▸ Quoted passage:
::::
The Results section shows this plot. The yellow line is the actual entity that we're trying to capture, in this experiment it's a linear process. Around the yellow line are white dots representing individual observations of the process. The three attributes are: the slope of the line, the y-axis intercept of the line, and the noise (standard deviation) of the observations.

The cyan dashed line is our best estimate of the yellow line based on the probability cloud (posterior distribution). Click Reset and Full Auto again and watch the cyan line converge upon the yellow line as the algorithm progresses.

The Posterior Report underneath contains our best estimates of the attributes and our uncertainty about them (95% credible intervals), as well as their true values.

We don't want the 'contrails' to form part of our final belief, so we usually ignore the first N number of steps. Change the Burn-in setting in the sidebar to a value of 70 and press Full Auto again.

To understand how the algorithm works, we’re going to look at a more interesting problem.

A problem

Suppose that we are monitoring the levels of dissolved oxygen (mg/L) in stream water. Samples collected at random times over a 24 hour period suggest that there was a change-point in the early afternoon:

We want to find out:

when did the change-point most likely occur, and a credible interval (Bayesian equivalent of a confidence interval)
what was the most likely magnitude of the change, and a credible interval

We're going to construct a Bayesian model for the data:

a Bayesian model allows us to answer questions like "what is the probability that the change-point occurred between 4:40pm and 4:50pm?"
Bayesian approaches can provide a more complete understanding of complex (high dimensional) problems
Bayesian modelling is a common use case for the Metropolis algorithm

The model

We propose a model for the oxygen level consisting of the unknown change-point time $\tau$ in fractional hours (e.g. 14.5 is 2:30pm) and two normal distributions of oxygen levels (mg/L) with unknown means $\mu_1$ (the mean oxygen level before $\tau$) and $\mu_2$ (the mean oxygen level after $\tau$). Each unknown attribute of the underlying reality $\tau$, $\mu_1$, $\mu_2$, is a model parameter. For the sake of keeping the model parameters within 3 dimensions, the real standard deviation $\sigma$ of oxygen levels is a known constant of +/- 0.9 mg/L. The model of oxygen level $l$ at time $t$ can be expressed as:

$$l_t \sim \begin{cases} \operatorname{Normal}(\mu_1, 0.9^2) & \text{if } t < \tau \\ \operatorname{Normal}(\mu_2, 0.9^2) & \text{if } t \ge \tau \end{cases}$$

There exists some time τ where the mean oxygen level shifted. Before τ, observations come from $\operatorname{Normal}(\mu_1, 0.9^2)$. After τ, they come from $\operatorname{Normal}(\mu_2, 0.9^2)$.
::::
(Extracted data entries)
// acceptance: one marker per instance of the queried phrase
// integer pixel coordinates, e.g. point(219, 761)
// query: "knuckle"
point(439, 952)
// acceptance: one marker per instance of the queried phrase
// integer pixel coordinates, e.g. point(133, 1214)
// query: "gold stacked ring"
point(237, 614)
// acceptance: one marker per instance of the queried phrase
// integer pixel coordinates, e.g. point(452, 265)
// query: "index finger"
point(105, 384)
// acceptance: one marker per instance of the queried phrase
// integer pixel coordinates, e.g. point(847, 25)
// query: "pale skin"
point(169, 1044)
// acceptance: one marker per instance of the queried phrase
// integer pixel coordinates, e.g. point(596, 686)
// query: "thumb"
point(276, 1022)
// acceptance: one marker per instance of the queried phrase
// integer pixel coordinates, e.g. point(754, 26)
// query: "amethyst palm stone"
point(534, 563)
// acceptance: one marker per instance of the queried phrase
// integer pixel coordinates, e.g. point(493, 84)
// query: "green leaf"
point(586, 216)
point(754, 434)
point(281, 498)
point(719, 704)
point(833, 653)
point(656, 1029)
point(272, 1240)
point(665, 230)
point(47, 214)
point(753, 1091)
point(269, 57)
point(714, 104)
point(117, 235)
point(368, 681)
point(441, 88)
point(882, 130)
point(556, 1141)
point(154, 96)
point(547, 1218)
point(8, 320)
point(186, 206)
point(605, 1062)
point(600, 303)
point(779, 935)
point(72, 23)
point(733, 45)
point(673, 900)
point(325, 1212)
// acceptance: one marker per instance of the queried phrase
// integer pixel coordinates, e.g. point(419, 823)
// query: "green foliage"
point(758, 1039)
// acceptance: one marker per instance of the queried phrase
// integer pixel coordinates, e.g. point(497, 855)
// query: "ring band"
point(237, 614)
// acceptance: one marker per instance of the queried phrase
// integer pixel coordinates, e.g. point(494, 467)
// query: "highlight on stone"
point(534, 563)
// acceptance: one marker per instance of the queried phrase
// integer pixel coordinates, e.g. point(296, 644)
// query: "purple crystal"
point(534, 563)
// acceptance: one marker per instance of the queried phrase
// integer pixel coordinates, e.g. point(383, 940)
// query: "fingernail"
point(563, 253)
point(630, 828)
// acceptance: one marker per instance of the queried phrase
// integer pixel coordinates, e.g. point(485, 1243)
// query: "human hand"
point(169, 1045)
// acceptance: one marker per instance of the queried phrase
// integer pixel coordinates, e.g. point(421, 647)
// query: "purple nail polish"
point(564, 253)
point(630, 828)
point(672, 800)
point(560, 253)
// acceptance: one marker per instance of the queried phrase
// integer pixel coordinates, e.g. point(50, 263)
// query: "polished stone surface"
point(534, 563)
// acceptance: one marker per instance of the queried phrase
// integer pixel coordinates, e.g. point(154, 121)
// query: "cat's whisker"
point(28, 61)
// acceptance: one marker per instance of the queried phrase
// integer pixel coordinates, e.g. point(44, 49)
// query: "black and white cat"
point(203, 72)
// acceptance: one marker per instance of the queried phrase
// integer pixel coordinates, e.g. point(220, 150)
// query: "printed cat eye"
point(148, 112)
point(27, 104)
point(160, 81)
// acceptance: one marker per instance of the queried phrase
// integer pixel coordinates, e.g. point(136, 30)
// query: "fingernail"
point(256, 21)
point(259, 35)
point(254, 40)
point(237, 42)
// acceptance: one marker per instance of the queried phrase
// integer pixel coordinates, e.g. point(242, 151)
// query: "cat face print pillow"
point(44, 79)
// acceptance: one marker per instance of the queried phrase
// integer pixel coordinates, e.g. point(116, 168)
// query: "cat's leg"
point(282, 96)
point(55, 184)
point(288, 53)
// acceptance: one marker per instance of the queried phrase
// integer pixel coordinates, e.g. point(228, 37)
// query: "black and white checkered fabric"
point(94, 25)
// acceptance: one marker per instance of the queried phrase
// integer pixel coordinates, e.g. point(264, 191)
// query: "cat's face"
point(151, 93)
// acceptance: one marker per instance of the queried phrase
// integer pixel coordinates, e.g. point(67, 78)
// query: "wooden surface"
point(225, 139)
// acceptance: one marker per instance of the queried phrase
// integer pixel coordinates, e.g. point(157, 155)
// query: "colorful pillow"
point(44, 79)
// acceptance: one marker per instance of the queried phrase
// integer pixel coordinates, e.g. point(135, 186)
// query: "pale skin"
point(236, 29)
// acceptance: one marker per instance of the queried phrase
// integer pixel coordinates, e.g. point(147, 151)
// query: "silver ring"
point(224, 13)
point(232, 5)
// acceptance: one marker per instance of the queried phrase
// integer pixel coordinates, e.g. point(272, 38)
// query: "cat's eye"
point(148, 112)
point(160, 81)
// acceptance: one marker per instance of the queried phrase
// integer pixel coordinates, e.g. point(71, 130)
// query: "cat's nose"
::::
▸ To be done:
**A.** In the Bayesian change-point passage, what value is assumed for the real standard deviation of the oxygen levels?
**B.** Rewrite the paragraph of the Bayesian change-point passage that begins "We propose a model for the oxygen level" as a bulleted list, keeping its main facts.

▸ Solution list:
**A.** It is treated as a known constant of +/- 0.9 mg/L.

**B.**
- The model for the oxygen level includes an unknown change-point time τ, given in fractional hours (for example, 14.5 is 2:30pm).
- It includes two normal distributions of oxygen levels (mg/L) with unknown means: μ1 before τ and μ2 after τ.
- Each unknown attribute of the underlying reality (τ, μ1, μ2) is a model parameter.
- To keep the model parameters within 3 dimensions, the real standard deviation σ of oxygen levels is a known constant of +/- 0.9 mg/L.